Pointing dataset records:
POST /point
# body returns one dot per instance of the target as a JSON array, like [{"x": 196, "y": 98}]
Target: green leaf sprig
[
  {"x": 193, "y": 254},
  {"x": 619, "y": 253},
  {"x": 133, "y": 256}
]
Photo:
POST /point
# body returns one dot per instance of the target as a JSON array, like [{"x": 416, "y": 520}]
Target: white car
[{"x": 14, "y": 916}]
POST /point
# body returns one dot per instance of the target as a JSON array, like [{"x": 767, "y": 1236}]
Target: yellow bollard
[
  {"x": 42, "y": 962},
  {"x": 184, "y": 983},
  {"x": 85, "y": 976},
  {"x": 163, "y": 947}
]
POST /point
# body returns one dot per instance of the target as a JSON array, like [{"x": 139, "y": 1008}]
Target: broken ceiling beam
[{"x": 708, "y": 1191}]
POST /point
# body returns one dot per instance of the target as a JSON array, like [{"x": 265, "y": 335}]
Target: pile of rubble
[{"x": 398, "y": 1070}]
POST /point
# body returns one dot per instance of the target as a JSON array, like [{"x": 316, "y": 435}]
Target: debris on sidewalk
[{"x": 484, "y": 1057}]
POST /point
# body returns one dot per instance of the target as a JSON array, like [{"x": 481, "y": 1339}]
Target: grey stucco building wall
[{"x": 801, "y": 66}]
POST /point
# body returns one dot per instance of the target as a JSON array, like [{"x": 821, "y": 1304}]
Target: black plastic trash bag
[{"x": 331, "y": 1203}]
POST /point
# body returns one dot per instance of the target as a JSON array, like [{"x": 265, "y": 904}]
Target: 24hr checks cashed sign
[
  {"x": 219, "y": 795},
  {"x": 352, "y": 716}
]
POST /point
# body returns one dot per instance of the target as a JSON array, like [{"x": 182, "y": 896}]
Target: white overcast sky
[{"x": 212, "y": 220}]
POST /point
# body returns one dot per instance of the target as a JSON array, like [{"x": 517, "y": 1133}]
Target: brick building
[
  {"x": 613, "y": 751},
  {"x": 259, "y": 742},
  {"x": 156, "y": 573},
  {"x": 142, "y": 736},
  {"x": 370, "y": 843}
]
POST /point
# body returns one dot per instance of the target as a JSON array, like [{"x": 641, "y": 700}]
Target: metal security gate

### Written exercise
Write out all the data again, exactly as it appears.

### Result of this task
POST /point
# body returns one dot per instance of the target as a JSON array, like [{"x": 196, "y": 98}]
Target: green leaf sprig
[
  {"x": 193, "y": 254},
  {"x": 619, "y": 253},
  {"x": 133, "y": 256}
]
Photo:
POST /point
# body returns one dot per instance of the target as a JSON array, like [{"x": 416, "y": 520}]
Target: white car
[{"x": 14, "y": 916}]
POST /point
# body returns one dot per instance of the target as a JSON array, like [{"x": 767, "y": 1236}]
Target: yellow bollard
[
  {"x": 42, "y": 962},
  {"x": 184, "y": 983},
  {"x": 85, "y": 976},
  {"x": 163, "y": 947}
]
POST /point
# body returns one dot per instance of the target as a JSON array, like [{"x": 139, "y": 1008}]
Target: broken ceiling beam
[{"x": 708, "y": 1191}]
POST /point
# body returns one dot per instance of the target as a JSON array, like [{"x": 265, "y": 335}]
Target: pile of rubble
[{"x": 398, "y": 1070}]
POST /point
# body returns one dot per instance of the target as a JSON array, like [{"x": 316, "y": 435}]
Target: debris on sidewalk
[{"x": 484, "y": 1057}]
POST /point
# body returns one dot per instance of the target as a JSON array, like [{"x": 481, "y": 1339}]
Target: grey stucco building wall
[{"x": 801, "y": 66}]
POST /point
# body returns one dot per instance of the target as a JSON array, like [{"x": 821, "y": 1304}]
Target: black plastic trash bag
[{"x": 331, "y": 1203}]
POST /point
# body returns one dot per instance of the target as a JSON array, like [{"x": 265, "y": 904}]
Target: 24hr checks cashed sign
[
  {"x": 219, "y": 795},
  {"x": 352, "y": 716}
]
POST /point
# body returns one dot per instance of the target as a JSON array, like [{"x": 182, "y": 896}]
Target: white overcast sky
[{"x": 212, "y": 220}]
POST /point
# body returns one dot per instance of the target as a JSON array, like [{"x": 517, "y": 1133}]
Target: brick building
[
  {"x": 613, "y": 751},
  {"x": 259, "y": 742},
  {"x": 156, "y": 573},
  {"x": 142, "y": 736},
  {"x": 370, "y": 843}
]
POST /point
# body returns one dot per instance of the target as a JSON array, like [{"x": 641, "y": 700}]
Target: metal security gate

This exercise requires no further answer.